Copy each line below exactly as it appears. Pictures are to be omitted.
··· Material for this task
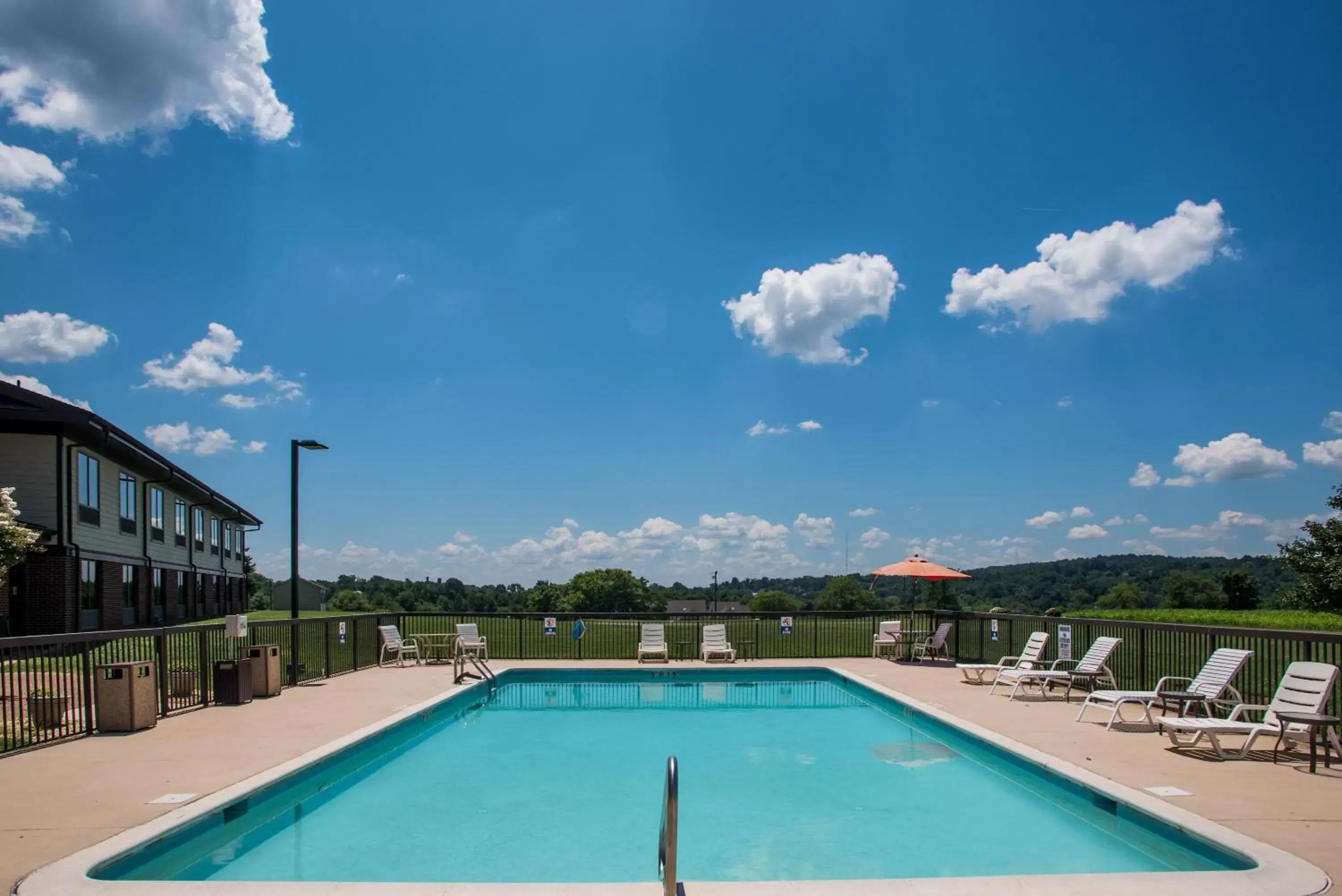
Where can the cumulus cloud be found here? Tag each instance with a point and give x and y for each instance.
(106, 69)
(804, 313)
(1078, 277)
(1047, 518)
(176, 438)
(33, 384)
(1145, 477)
(41, 337)
(1236, 456)
(1325, 454)
(818, 530)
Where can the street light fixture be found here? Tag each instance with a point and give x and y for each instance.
(293, 549)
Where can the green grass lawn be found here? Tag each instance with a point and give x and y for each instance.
(1297, 620)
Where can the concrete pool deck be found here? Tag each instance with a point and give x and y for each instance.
(64, 799)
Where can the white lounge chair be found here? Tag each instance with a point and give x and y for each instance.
(1306, 687)
(888, 635)
(396, 646)
(934, 646)
(1212, 680)
(1094, 666)
(716, 644)
(469, 640)
(653, 642)
(1031, 658)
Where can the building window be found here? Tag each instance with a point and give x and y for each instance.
(90, 601)
(156, 514)
(179, 524)
(128, 503)
(131, 595)
(88, 490)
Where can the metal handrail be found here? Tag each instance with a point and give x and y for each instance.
(667, 839)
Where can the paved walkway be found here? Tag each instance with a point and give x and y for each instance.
(64, 799)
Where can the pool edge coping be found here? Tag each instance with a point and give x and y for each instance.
(1277, 872)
······
Response to this task:
Where can the cumulus cloud be found here? Tag each instance with a point and give x and y for each instance.
(106, 69)
(804, 313)
(1078, 277)
(1047, 518)
(176, 438)
(33, 384)
(1145, 477)
(41, 337)
(1236, 456)
(1325, 454)
(818, 530)
Where can the street light fixture be found here? Tag each instance with a point and give x and y for each instance.
(293, 549)
Where can the green grass lawn be found here? Tag each instance with a point and give x and y for each instance.
(1297, 620)
Where can the concrete pool deck be found here? Tag each instance with a point and give x and y for each instance.
(64, 799)
Where can the white lounge chair be found here? Tag each instance with a point and give x and y for each instance.
(1306, 687)
(888, 635)
(396, 646)
(934, 646)
(1212, 680)
(1094, 666)
(716, 644)
(469, 640)
(653, 642)
(1031, 658)
Where can the building window be found here? Tag each instance with a point and give x and y for each instance.
(90, 601)
(156, 514)
(179, 524)
(128, 503)
(131, 595)
(88, 490)
Where can the metal handrail be found here? Tag each instance with a point and give x and y for each instance.
(667, 839)
Where can the paved walkway be found here? Tag each instance with a point and give x and y for each instance.
(64, 799)
Where can the pool edge coping be found here? Tag each instance with a point and give x and y for each instance.
(1277, 872)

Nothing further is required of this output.